* EXERCISE *
From the material below, pull out every line that contains the string "hung" and copy each of those lines unchanged.
— start of PROVIDED INFORMATION —
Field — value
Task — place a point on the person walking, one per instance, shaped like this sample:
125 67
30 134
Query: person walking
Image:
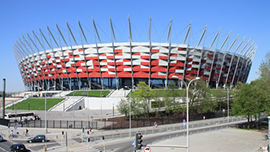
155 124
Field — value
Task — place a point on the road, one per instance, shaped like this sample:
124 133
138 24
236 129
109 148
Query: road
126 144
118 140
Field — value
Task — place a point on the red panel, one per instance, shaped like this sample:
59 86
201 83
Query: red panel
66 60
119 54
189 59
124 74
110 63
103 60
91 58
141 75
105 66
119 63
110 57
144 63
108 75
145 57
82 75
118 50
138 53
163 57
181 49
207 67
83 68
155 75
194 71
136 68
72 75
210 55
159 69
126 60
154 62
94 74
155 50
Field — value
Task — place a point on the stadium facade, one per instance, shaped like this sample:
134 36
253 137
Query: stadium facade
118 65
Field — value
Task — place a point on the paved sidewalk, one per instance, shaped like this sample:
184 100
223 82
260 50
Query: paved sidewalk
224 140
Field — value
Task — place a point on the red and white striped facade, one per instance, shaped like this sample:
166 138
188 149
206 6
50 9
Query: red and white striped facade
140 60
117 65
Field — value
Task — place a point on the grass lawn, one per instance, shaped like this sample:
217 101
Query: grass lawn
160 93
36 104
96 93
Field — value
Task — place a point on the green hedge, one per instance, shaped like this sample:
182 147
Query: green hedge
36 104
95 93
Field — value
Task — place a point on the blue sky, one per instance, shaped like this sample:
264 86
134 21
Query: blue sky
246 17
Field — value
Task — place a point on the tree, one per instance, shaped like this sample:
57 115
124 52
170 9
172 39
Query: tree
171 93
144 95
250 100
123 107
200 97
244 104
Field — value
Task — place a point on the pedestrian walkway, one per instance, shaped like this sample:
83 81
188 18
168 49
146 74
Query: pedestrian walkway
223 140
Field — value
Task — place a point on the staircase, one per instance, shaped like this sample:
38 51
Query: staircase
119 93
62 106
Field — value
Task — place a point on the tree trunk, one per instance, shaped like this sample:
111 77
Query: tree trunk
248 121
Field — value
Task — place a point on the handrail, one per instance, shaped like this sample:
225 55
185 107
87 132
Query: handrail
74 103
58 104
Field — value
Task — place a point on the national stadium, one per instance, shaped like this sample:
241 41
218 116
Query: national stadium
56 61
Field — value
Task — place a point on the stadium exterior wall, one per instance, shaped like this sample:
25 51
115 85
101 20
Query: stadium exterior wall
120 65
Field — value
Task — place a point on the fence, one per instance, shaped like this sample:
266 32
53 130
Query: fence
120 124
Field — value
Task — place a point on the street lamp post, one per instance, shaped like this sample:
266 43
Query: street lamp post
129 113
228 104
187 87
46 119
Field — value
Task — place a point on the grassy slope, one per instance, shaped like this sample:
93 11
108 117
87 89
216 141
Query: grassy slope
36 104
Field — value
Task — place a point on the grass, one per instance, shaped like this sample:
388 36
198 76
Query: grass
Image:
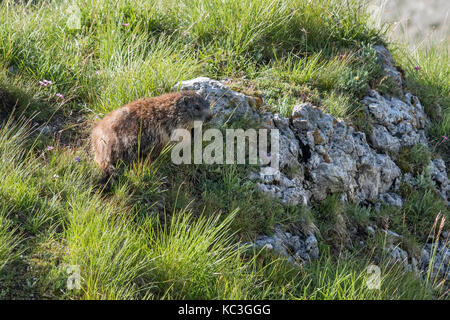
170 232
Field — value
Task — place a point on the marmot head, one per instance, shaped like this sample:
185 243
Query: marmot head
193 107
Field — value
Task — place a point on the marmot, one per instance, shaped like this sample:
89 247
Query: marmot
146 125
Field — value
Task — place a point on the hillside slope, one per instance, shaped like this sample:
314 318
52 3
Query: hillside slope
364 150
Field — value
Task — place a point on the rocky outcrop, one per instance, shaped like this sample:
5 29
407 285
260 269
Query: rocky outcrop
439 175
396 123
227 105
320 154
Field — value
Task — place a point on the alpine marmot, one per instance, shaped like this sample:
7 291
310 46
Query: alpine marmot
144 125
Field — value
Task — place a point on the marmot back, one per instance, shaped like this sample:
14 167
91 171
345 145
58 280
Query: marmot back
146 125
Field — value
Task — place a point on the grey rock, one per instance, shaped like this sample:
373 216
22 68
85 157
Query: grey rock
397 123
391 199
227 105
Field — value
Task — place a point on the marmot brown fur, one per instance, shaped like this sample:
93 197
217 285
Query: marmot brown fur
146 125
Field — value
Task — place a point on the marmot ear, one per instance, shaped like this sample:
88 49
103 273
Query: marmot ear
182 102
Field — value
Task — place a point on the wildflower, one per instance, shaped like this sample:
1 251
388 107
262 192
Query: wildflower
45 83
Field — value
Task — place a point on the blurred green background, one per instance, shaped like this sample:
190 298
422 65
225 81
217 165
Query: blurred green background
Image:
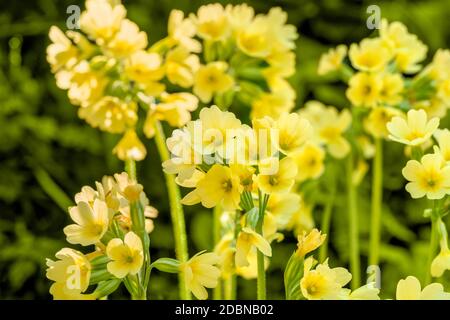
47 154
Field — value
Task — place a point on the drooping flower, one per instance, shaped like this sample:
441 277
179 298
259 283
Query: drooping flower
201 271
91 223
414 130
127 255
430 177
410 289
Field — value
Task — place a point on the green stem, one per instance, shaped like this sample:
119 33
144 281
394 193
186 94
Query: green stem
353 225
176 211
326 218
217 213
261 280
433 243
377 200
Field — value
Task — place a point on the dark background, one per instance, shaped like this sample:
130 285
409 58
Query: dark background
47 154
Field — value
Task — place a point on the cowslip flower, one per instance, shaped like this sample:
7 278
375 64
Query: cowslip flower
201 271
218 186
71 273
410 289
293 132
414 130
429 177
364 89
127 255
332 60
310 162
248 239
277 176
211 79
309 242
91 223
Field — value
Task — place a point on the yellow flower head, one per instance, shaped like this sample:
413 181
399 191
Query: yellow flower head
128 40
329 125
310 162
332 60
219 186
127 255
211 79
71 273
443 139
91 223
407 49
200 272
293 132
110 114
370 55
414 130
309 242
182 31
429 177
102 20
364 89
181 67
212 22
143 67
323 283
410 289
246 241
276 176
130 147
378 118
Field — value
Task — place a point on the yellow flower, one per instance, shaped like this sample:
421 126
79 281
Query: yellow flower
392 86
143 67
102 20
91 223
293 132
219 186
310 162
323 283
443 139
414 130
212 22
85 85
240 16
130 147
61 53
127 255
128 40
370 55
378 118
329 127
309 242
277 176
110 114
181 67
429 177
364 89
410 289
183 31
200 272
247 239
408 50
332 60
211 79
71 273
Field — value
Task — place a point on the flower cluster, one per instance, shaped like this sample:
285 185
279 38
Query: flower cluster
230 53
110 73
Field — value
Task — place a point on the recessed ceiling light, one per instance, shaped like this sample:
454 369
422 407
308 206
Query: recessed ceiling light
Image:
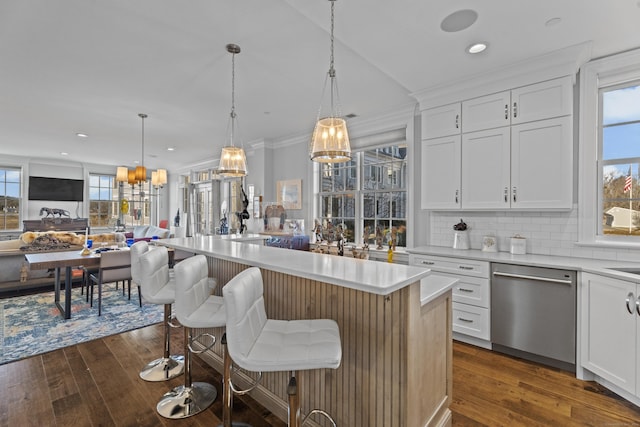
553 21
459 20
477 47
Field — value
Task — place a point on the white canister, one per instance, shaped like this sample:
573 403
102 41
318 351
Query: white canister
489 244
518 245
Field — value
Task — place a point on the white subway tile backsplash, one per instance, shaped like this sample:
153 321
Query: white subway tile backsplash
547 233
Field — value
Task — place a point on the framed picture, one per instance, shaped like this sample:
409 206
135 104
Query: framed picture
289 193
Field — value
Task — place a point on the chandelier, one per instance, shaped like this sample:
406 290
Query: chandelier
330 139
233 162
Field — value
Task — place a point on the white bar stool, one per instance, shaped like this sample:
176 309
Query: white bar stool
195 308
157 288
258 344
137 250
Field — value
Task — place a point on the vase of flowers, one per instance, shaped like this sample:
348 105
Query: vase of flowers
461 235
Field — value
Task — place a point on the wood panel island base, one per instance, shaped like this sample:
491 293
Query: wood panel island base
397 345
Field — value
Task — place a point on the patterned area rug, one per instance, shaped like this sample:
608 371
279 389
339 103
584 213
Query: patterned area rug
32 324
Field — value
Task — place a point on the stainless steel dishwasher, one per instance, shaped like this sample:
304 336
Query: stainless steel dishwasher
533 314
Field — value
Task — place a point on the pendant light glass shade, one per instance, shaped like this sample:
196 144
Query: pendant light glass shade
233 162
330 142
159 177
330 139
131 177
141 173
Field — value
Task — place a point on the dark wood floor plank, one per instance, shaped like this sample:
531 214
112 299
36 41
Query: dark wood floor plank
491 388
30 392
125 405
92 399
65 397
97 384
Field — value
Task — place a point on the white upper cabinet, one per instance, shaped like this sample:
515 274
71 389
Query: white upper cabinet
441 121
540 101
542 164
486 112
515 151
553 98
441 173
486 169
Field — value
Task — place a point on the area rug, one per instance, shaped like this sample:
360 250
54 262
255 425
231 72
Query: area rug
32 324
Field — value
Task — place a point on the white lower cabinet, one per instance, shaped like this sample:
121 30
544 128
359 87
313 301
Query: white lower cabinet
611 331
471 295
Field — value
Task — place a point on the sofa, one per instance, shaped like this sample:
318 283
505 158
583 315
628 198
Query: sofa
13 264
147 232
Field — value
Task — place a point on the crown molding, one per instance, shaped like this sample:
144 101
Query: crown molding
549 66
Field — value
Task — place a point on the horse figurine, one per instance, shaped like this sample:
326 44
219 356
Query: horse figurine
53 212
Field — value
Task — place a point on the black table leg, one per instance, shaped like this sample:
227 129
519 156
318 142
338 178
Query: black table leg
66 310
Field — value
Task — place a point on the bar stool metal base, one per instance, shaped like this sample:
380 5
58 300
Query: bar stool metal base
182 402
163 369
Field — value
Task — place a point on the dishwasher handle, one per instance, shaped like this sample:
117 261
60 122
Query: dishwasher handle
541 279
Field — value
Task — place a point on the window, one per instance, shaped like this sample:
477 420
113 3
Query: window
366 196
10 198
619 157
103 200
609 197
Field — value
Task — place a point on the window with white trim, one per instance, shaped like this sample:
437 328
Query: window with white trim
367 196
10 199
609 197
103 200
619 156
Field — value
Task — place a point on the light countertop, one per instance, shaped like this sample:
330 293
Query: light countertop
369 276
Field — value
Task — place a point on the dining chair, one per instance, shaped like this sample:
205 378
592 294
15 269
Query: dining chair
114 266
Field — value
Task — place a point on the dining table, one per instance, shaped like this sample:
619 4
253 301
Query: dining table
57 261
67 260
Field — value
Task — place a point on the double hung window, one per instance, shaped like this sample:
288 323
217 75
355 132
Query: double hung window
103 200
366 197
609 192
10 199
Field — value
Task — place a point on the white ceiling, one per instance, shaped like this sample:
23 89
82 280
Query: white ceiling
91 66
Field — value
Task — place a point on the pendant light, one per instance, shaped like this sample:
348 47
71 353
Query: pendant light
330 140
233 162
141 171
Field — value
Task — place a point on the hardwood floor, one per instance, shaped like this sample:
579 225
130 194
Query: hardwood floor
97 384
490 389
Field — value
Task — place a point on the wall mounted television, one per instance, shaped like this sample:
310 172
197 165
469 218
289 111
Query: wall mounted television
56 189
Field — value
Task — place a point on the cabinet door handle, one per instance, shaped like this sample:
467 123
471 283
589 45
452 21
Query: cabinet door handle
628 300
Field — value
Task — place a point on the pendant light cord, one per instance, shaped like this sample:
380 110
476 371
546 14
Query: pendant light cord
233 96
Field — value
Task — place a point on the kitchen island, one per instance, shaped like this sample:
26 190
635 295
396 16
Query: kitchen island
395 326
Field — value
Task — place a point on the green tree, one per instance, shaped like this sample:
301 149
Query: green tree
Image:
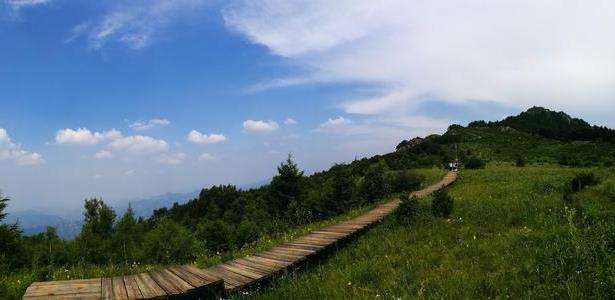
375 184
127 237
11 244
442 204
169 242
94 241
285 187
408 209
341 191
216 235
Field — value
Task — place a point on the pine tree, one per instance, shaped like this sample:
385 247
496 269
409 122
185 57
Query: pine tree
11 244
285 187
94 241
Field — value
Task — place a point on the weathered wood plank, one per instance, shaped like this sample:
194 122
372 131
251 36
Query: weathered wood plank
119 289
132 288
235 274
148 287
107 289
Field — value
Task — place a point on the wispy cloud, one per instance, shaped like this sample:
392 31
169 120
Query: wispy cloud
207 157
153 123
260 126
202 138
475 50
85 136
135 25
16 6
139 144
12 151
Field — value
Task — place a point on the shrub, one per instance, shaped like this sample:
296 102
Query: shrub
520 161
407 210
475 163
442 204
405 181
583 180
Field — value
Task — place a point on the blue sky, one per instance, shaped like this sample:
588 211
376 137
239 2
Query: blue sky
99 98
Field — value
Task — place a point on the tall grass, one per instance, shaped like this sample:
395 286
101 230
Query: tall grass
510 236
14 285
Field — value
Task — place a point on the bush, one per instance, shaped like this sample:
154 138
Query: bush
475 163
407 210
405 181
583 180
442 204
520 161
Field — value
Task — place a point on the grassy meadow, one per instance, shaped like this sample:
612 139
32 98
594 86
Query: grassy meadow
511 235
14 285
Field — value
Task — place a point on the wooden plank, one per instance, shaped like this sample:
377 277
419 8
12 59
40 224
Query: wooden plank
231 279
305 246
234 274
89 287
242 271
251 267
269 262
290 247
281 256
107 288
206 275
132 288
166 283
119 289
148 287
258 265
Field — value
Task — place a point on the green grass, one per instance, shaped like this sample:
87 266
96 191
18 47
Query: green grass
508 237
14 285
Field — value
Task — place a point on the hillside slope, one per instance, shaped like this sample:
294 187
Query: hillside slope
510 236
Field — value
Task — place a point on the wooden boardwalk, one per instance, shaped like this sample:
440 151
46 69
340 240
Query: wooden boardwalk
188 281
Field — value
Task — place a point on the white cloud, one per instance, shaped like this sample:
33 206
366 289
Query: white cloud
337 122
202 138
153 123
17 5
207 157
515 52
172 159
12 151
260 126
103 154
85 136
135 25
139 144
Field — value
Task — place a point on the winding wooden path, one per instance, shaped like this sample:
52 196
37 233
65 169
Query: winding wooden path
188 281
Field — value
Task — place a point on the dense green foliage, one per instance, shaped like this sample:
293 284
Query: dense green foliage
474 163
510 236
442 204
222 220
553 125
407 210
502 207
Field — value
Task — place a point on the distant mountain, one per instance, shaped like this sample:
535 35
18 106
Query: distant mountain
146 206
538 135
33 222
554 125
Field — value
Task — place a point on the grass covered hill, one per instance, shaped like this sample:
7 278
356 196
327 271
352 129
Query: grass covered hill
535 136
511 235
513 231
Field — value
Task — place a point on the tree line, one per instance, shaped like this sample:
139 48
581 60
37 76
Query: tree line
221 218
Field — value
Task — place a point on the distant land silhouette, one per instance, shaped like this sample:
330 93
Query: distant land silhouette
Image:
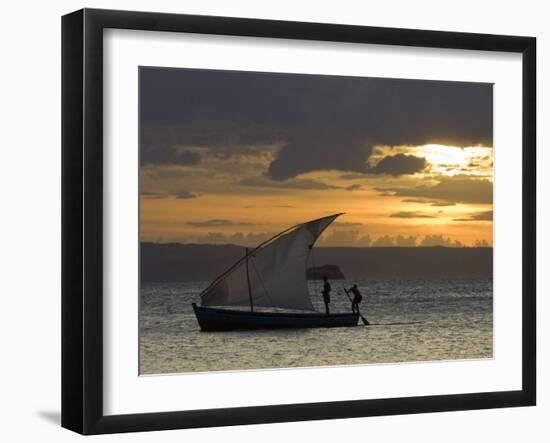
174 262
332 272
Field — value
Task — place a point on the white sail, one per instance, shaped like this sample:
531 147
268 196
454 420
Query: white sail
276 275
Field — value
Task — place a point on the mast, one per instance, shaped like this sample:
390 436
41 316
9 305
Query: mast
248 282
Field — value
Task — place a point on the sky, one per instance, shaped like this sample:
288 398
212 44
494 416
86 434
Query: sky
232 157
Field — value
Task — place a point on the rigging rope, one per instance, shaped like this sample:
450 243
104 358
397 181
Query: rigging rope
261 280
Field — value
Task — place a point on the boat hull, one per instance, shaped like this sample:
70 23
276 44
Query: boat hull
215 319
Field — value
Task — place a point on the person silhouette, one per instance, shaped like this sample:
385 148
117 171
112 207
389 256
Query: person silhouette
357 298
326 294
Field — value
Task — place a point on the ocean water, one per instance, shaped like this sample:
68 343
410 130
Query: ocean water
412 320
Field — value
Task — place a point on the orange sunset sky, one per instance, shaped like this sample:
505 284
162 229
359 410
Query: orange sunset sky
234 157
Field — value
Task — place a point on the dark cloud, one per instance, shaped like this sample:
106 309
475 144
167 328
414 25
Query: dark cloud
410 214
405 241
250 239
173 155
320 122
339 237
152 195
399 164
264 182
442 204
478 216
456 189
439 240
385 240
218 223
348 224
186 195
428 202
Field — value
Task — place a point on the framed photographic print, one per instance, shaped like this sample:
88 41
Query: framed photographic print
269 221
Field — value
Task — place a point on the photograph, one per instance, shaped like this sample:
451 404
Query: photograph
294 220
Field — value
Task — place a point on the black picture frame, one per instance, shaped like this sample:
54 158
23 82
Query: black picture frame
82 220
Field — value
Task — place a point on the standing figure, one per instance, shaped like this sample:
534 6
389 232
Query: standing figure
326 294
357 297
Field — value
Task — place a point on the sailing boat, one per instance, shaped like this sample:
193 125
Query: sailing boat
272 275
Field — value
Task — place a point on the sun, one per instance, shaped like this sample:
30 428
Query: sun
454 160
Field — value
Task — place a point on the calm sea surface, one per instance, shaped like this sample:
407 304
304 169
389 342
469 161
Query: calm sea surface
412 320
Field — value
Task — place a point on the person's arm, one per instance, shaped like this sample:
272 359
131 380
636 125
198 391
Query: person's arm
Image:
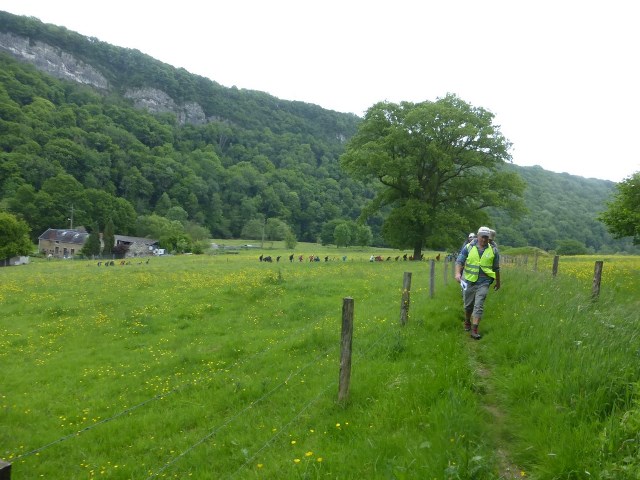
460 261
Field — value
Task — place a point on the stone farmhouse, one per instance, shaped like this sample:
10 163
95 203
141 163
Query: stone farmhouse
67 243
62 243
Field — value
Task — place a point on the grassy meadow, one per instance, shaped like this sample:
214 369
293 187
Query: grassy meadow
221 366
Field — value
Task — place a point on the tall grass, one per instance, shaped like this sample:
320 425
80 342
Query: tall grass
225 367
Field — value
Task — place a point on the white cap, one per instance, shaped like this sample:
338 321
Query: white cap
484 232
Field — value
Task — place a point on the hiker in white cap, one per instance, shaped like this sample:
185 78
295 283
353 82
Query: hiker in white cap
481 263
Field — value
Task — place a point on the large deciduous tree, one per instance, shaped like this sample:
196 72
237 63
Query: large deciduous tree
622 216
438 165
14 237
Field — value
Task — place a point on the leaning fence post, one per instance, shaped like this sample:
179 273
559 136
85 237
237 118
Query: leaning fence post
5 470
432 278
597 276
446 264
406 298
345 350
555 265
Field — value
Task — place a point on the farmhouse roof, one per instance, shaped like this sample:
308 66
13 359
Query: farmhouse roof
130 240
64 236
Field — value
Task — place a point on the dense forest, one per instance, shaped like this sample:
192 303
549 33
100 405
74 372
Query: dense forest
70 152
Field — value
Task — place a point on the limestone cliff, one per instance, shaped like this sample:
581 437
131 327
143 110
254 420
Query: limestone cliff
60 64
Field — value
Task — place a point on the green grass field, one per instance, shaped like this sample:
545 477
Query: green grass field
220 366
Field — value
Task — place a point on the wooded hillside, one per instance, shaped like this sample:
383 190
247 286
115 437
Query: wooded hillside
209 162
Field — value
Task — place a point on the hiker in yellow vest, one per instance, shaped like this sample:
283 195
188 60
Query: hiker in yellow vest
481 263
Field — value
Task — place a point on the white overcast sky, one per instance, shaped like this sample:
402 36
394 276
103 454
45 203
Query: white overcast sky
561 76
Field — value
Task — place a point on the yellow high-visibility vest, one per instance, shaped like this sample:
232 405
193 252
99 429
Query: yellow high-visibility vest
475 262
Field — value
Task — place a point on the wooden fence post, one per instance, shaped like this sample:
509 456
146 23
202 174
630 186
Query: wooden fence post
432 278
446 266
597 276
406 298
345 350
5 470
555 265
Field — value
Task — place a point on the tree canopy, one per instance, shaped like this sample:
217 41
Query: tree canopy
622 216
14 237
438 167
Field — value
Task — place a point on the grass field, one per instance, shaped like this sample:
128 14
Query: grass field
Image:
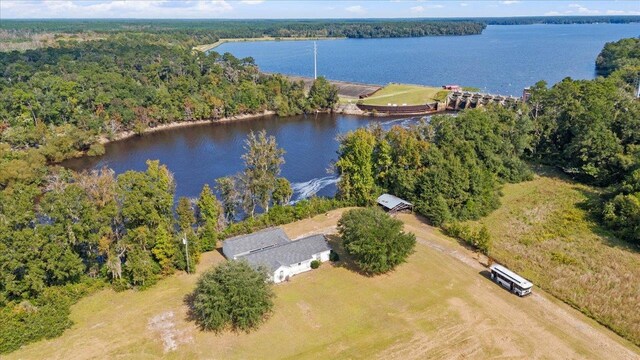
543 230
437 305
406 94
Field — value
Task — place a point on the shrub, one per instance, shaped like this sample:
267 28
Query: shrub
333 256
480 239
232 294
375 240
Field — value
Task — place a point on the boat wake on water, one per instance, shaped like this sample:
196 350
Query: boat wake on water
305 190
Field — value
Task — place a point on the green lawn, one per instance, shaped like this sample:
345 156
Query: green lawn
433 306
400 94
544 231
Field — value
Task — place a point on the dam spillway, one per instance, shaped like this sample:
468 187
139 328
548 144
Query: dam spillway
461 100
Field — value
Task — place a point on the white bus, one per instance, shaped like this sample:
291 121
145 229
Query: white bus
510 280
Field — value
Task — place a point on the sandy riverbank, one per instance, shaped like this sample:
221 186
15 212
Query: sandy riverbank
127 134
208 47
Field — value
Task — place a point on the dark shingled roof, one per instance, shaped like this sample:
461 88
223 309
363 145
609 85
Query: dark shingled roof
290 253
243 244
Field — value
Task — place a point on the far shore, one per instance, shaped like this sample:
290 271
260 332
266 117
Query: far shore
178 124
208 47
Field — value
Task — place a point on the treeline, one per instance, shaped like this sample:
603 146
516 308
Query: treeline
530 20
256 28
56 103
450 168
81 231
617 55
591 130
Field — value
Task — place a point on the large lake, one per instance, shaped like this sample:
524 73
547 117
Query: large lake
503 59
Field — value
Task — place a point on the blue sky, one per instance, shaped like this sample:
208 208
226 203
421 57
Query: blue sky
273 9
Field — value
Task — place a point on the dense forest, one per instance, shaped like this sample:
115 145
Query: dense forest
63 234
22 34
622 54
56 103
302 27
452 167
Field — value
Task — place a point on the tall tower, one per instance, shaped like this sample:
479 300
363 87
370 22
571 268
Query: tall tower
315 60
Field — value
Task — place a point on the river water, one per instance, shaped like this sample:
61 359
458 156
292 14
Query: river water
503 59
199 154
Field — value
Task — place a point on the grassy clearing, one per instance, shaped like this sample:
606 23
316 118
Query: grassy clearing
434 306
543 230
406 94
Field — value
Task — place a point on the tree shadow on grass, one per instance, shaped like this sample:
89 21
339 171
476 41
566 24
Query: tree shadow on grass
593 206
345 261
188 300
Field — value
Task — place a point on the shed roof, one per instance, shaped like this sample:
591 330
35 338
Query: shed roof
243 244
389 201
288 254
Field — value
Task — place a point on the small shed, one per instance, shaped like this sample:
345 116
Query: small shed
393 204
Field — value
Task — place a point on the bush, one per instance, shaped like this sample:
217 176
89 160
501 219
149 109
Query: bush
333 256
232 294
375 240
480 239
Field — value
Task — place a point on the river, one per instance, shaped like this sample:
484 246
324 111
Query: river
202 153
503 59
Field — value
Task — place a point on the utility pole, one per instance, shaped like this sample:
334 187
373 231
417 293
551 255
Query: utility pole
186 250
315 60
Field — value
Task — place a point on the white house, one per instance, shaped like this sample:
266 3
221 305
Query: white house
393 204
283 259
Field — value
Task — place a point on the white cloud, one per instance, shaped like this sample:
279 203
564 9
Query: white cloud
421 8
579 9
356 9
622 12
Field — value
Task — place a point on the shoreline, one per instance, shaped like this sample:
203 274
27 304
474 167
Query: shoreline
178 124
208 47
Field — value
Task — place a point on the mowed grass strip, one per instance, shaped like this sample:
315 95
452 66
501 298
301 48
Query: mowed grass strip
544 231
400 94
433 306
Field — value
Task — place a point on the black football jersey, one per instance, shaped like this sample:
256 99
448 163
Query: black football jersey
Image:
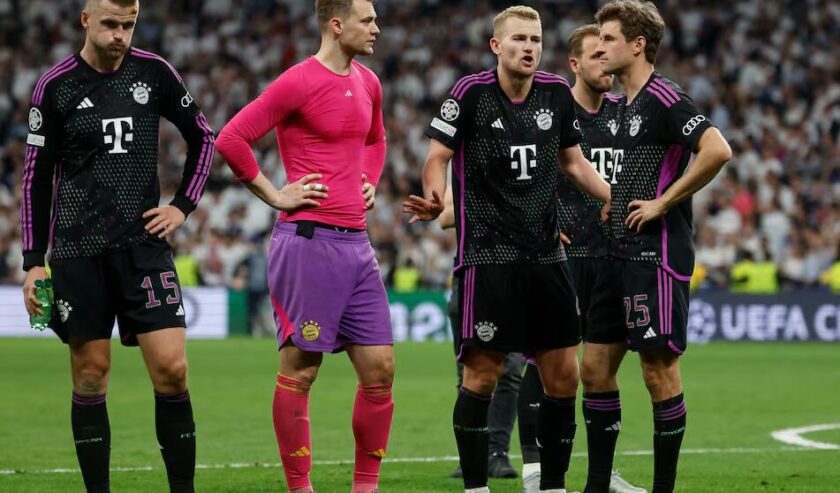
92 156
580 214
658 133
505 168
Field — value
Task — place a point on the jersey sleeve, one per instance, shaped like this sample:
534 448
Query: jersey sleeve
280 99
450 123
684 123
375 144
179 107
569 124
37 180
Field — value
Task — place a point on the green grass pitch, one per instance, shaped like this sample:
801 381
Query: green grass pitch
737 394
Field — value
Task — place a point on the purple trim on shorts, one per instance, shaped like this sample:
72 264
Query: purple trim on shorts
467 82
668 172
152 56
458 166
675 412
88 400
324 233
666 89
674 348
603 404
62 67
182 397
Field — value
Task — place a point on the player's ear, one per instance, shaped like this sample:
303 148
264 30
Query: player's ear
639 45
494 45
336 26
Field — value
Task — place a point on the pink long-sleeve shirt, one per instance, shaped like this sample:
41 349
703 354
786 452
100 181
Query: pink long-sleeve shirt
— end of PROVIDED INFORMATION —
* FULL OUTPUT *
Task — place a point on the double hung window, one per instance, shaped like this sample:
Query: double hung window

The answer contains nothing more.